No, in realtà. E’ sempre stato un sogno per me, ci speravo, però non mi metto a guardare queste cose perché se no impazzisco. Io faccio il mio lavoro, gioco per la Reyer e cerco di fare il meglio per la mia squadra, e di conseguenza se queste cose arrivano le accetto volentieri. Non ci sto lì a pensare tantissimo“.

Che impatto hai avuto con Lino Lardo?

Buono, sin dall’inizio, anche nel raduno di agosto di un giorno e mezzo che abbiamo fatto dove l’ho conosciuto per la prima volta. E’ una persona molto tranquilla, trasmette tanta positività, che è una cosa che ci ha aiutato molto nella bolla di Riga anche perché avevamo già perso una partita contro la Repubblica Ceca, quindi erano due partite molto importanti. Sentivamo un po’ di pressione nel vincerle, ma ha sempre trasmesso tranquillità, positività e il suo tipo di gioco, per il tipo di giocatrice che sono, è ideale. Lui vuole difesa aggressiva, gioco veloce, e mi sono trovata bene subito con il suo tipo di gioco. E’ stato molto facile da questo punto di vista per me personalmente“.

Gli obiettivi che hai sono, in genere, più i tuoi o più quelli delle squadre in cui ti trovi?

Sicuramente i miei obiettivi sono collegati alla squadra, perché se trovi egoismo in una squadra, questa secondo me non arriverà mai al top. Nelle mie esperienze sono stata fortunata a vincere diversi campionati, anche al college e in Germania, e adesso un minicampionato con la Supercoppa con la Reyer. Nella mia esperienza se c’è egoismo in una squadra, quasi mai questa arriva al top. Io credo tantissimo nel gioco di squadra. Sicuramente i miei obiettivi sono sempre per la squadra. Poi mi piace far bene in una partita, però non è che entro in una partita o in una stagione e dico ‘ok, quest’anno voglio fare 15 punti di media’ perché magari alla squadra non serve. Voglio essere utile in ogni modo possibile per la squadra“.

Giocare a porte chiuse, rispetto al giocare a porte aperte, in questi mesi difficili, che sensazione è?

▶ CONSEGNA
Scrivi il seguito dell'intervista alla giocatrice della Reyer, partendo subito dopo l'ultima domanda.

[Voci per indicare la posizione degli oggetti]
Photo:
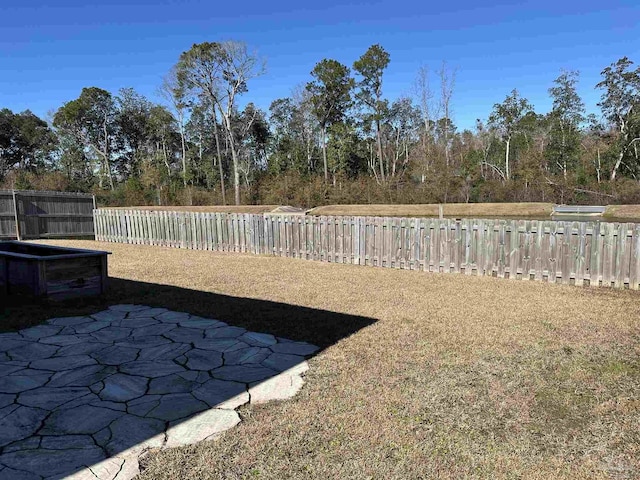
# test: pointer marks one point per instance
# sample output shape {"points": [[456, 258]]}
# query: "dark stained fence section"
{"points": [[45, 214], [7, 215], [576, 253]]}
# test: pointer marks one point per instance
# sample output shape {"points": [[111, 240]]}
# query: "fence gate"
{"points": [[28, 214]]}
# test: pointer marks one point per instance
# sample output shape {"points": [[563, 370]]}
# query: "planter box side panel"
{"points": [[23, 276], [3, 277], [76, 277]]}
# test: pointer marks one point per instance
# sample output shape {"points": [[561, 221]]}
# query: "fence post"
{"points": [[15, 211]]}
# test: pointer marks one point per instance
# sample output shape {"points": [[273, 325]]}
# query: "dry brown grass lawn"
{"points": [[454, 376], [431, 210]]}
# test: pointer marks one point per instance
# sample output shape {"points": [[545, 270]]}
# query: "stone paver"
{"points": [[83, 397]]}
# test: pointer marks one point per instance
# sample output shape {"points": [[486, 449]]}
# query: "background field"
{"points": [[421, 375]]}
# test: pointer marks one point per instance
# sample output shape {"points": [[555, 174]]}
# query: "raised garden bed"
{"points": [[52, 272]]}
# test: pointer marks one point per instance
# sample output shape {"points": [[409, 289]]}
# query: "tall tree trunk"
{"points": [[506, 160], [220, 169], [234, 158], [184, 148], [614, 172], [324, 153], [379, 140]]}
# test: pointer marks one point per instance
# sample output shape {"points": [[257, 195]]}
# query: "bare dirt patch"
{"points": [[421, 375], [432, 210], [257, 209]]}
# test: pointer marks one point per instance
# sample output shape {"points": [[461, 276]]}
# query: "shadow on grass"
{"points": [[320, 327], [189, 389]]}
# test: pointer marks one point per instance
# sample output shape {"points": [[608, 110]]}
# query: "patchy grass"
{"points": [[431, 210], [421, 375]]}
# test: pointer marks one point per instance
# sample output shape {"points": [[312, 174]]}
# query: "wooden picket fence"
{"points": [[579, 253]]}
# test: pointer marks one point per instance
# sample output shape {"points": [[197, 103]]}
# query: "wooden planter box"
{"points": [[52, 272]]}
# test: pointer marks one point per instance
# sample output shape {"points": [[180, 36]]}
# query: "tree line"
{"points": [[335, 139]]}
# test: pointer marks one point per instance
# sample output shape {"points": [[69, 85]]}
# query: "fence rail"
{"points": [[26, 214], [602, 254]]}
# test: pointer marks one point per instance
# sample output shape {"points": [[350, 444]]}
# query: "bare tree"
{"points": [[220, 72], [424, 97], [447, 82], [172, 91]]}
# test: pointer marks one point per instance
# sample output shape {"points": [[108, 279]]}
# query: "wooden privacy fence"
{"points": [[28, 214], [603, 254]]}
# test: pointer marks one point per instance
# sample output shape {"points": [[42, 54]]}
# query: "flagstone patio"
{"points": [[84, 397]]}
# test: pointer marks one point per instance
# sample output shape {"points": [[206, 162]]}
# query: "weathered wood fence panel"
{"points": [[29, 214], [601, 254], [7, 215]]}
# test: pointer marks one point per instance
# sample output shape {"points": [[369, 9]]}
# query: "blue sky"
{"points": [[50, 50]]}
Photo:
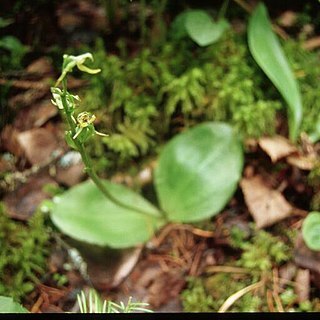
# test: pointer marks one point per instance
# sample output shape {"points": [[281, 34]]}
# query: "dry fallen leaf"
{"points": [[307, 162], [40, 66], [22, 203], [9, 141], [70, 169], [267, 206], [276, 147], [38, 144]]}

---

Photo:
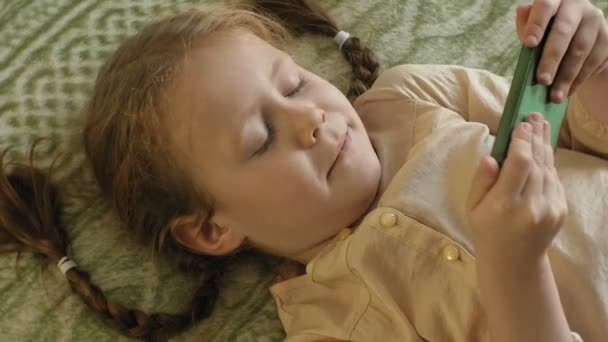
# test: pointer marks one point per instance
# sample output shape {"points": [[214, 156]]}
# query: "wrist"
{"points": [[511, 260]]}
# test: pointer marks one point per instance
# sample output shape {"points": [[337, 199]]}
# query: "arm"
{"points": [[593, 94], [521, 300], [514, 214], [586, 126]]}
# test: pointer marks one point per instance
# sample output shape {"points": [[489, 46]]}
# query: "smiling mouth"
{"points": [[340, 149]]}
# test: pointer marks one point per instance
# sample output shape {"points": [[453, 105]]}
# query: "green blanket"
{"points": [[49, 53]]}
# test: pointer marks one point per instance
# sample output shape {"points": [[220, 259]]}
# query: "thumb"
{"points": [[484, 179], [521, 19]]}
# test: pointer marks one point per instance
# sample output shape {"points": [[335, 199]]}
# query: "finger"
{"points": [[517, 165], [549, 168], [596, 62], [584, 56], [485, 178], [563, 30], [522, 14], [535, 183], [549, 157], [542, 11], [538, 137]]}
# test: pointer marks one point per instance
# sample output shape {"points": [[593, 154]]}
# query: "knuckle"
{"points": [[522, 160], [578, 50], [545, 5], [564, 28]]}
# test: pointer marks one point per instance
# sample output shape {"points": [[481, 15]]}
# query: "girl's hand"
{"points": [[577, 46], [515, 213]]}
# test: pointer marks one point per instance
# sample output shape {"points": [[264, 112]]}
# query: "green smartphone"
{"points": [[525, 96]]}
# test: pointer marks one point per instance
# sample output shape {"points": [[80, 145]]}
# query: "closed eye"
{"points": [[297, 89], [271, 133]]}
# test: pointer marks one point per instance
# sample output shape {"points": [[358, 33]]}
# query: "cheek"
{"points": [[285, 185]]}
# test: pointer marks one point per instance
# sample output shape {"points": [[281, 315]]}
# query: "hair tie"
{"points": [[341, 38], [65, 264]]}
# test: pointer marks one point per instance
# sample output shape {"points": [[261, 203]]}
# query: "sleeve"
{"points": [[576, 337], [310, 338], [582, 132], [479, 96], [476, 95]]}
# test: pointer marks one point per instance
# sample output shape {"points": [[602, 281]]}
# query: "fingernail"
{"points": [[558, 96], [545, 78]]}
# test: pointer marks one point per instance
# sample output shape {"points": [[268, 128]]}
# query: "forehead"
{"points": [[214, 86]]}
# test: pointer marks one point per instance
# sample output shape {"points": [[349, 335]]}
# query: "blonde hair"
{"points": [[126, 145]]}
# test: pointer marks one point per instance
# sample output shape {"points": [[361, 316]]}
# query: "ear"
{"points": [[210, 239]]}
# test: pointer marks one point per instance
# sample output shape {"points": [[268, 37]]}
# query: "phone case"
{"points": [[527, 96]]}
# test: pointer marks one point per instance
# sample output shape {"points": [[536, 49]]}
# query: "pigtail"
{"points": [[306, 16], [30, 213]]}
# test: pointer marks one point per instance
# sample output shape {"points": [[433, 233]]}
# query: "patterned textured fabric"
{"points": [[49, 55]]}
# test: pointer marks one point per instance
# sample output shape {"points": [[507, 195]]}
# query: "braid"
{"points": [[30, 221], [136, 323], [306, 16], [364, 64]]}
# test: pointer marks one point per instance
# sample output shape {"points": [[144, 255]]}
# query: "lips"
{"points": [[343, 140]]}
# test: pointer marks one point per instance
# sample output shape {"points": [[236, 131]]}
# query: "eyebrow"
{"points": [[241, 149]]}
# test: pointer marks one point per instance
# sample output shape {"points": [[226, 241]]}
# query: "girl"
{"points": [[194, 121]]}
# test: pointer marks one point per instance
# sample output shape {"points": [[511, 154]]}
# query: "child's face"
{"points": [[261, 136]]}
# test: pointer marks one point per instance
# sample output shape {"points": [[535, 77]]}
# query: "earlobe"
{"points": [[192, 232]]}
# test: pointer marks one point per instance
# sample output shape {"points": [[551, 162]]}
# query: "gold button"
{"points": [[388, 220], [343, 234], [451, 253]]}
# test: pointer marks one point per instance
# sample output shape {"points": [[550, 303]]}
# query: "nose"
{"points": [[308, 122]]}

* * *

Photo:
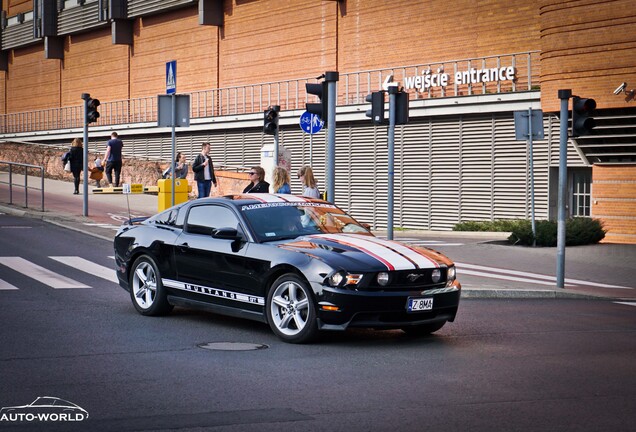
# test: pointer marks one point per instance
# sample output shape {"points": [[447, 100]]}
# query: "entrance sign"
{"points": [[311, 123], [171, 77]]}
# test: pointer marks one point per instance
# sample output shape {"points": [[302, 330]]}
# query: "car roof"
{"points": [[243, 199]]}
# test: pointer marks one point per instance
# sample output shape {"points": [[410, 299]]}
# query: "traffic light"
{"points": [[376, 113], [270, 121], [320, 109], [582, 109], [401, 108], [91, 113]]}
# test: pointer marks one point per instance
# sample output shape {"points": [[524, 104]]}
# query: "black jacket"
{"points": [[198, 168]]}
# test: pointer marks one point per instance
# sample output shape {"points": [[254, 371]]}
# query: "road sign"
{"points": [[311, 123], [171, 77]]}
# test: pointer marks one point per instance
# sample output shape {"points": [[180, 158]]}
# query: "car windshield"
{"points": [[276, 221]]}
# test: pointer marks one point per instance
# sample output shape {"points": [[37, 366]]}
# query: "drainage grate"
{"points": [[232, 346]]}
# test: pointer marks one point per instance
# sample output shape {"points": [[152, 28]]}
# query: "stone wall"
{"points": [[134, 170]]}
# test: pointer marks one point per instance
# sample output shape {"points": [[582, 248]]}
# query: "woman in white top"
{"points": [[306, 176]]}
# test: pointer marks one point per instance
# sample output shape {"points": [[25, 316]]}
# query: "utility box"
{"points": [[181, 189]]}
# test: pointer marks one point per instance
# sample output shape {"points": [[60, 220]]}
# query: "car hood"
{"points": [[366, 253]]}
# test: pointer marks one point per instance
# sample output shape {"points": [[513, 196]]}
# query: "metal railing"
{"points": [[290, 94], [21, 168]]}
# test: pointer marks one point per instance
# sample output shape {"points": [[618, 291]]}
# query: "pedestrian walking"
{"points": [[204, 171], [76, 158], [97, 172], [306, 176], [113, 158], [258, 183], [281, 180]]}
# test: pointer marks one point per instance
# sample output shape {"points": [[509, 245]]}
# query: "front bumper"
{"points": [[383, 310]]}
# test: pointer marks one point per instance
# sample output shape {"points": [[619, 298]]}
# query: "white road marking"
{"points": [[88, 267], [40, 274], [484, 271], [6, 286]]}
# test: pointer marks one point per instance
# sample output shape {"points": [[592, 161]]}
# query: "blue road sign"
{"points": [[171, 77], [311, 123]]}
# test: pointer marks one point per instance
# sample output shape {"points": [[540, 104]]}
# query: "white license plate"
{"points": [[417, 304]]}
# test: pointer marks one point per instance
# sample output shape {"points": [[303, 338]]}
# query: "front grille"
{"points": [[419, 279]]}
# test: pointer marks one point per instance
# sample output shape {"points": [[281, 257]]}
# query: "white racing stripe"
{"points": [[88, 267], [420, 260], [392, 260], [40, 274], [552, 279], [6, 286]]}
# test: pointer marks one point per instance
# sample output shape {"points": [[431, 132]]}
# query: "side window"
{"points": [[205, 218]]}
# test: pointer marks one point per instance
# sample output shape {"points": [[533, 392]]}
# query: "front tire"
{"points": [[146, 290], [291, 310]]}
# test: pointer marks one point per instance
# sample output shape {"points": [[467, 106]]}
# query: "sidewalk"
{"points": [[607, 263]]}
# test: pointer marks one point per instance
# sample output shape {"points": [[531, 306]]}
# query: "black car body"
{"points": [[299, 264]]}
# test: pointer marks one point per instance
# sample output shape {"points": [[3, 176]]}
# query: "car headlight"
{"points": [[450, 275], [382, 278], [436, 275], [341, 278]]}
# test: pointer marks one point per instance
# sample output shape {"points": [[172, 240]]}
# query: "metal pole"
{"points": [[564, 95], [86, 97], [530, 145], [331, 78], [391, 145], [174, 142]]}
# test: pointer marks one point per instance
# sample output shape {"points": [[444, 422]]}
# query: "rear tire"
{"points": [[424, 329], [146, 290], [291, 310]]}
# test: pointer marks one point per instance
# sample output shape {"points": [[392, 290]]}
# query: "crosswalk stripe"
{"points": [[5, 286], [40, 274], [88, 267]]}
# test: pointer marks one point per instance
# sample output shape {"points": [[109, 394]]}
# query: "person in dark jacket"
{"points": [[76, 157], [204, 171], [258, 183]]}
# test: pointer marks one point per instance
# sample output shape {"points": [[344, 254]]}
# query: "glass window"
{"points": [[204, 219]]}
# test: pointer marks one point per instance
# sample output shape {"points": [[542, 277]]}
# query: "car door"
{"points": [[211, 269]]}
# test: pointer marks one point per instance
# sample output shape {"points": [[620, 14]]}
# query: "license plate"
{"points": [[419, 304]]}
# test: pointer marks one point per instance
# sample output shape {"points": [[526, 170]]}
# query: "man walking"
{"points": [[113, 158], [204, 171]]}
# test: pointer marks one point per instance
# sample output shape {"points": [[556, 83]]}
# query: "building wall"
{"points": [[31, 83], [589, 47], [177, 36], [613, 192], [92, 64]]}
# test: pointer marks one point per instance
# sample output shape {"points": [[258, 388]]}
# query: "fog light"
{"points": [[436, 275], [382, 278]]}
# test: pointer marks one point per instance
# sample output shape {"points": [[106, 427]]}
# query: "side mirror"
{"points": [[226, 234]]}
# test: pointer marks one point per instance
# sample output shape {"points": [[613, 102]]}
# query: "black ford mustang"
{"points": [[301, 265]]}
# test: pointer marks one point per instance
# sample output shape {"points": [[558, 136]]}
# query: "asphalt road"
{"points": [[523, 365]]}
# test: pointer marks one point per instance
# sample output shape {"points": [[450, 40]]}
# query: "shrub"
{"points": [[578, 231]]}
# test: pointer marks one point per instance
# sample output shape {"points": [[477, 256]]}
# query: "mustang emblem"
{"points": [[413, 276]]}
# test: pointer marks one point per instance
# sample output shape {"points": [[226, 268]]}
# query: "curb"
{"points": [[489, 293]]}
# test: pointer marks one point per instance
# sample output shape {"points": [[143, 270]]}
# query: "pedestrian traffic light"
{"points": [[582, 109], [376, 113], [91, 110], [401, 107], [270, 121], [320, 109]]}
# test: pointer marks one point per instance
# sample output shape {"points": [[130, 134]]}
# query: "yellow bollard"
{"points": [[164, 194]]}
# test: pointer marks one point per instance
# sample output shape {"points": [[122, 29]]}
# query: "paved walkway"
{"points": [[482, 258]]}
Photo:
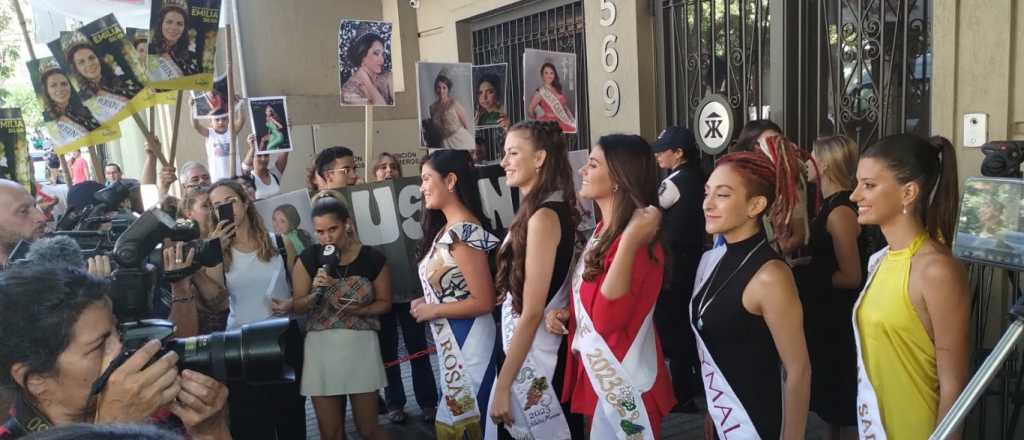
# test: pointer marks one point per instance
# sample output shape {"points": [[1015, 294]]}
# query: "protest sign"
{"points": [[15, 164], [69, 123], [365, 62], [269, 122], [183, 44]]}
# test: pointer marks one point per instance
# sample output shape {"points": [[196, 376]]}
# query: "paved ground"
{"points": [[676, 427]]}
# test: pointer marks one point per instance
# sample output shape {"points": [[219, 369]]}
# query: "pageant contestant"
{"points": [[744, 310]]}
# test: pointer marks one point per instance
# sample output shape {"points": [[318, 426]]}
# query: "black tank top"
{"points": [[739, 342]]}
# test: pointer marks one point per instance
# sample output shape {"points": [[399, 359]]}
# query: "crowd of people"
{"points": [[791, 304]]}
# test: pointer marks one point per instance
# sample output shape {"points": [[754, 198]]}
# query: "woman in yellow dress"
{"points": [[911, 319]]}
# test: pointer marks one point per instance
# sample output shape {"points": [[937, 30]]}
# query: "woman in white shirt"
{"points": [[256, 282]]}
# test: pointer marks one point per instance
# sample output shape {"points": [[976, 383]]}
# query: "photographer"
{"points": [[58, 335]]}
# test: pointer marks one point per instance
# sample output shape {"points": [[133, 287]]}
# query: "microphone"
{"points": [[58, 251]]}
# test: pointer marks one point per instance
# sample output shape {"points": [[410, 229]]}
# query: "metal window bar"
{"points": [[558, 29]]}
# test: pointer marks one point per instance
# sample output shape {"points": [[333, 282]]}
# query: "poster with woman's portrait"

▶ RISPOSTA
Molto strana. Quasi di amichevole. Senza pubblico per me è la prima volta, l’anno scorso con Vigarano non abbiamo mai fatto una partita a porte chiuse. Quest’anno per me era la prima esperienza ed è una sensazione strana, però ci siamo adattate tutte, secondo me, molto bene. Una volta che entri in campo ti concentri solo sulla partita. Tante volte non ci fai neanche più caso che non c’è nessuno in palestra, perché sei concentrato sulla partita e sugli obiettivi della partita“.

Uno dei dati che hanno fatto notare in relazione alle porte chiuse è che è un po’ diminuito il gap casa-trasferta, in mancanza di pubblico e tifo. Per esempio, nell’Eurolega maschile, sono crollate le percentuali di vittorie delle squadre di casa. Tu come vedi questo discorso?

Sicuramente i fan sono sempre d’aiuto per la squadra in campo, però devi essere anche bravo, se sei fuori casa, a concentrarti, ed è più facile dirlo che farlo sicuramente. Anche con il pubblico ti devi concentrare sugli obiettivi della squadra e della partita e non stare a sentire la gente che magari ti insulta, o ti fischia, o quello che sia. S’è visto anche nella bolla NBA che le partite tra una squadra più forte e meno forte erano più combattute, perché senza il pubblico si tolgono tante cose da un punto di vista di ansia, di pressione. Speriamo che nel 2021 possano tornare i tifosi, perché sicuramente anche al Taliercio sono un’arma in più“.

C’è una giocatrice o un giocatore che a te ha dato più ispirazione?

Quando sono cresciuta adoravo Kobe Bryant, perché lui è stato il Michael Jordan della mia età e lo guardavo sempre, lo ammiravo tantissimo, soprattutto per la mentalità che aveva. Lo chiamavano, e chiamano, il Black Mamba. Guardavo sempre le sue partite e cercavo di guardarlo da lontano per vedere com’è diventato il giocatore che è diventato. Tante volte da piccola indossavo anche il 24, avevo la sua maglia. Sono stata molto triste quando c’è stata la tragedia, perché l’ho sempre seguito da quand’ero bambina“.

A proposito di numeri: il 30 perché l’hai scelto?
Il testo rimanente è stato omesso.